### EXERCISE PASSAGE:
§ §

Researchers from the University of Tokyo have created a strong, self-healing hydrogel that has applications in tissue engineering and drug delivery. The hydrogel was created by adding sodium polyacrylate and the researchers' "G binder" to a combination of clay disks and water. The binder was made from long chains of polyethylene glycol, a common ingredient in skin care. The researchers, led by Takuzo Aida and Justin Mynar from the University of Tokyo, published their findings in the Jan. 21, 2010, edition of Nature.
According to the report, after small, thin clay disks are added to water, the disks are dispersed with sodium polyacrylate, which wraps around the positively charged edges and prevents the disks from clumping. Then the solution is shaken for a few minutes, the binder is added, and the solution is shaken again.
The binder is reportedly designed with branched ends that are positively charged to adhere to the negatively charged surface of the clay, resulting in a stiff gel. The ability of the hydrogel to heal comes from the binder's guanidinium. The end of the binder's long polyethylene glycol chains hosts multiple branches tipped with guanidium, a molecular building block of DNA and RNA. These branching arms allow the hydrogel to heal itself by grabbing surrounding clay.

§ §

### WORK TO COMPLETE:
a: Answer these questions from the hydrogel passage, one line each:
(i) In which journal, and in what edition, did the researchers publish their findings?
(ii) What wraps around the positively charged edges of the clay disks?
(iii) For how long is the solution shaken before the binder is added?
b: Please continue the hydrogel passage from its final sentence.
You will not need the entries for any of this work.

§ §

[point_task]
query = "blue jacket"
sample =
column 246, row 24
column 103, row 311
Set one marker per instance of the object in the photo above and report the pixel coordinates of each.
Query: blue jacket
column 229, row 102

§ §

### RESULTS FOR THE EXERCISE:
a:
(i) Nature, Jan. 21, 2010, edition
(ii) Sodium polyacrylate
(iii) A few minutes

b:
The researchers report that the hydrogel is compatible with biologically important molecules, having combined the gel with myoglobin and retained 70% of the molecule's activity. Additionally, the hydrogel has a number of uses that the researchers are exploring. For instance, it can by injected into the body or used in the laboratory to compartmentalize biologically important molecules or set up a cascade of reactions.
While the technology has not been specified for applications in personal care, its applications in tissue engineering and delivery could be transferable for the development of animal-alternative test methods and improve the delivery of cosmetic actives, respectively.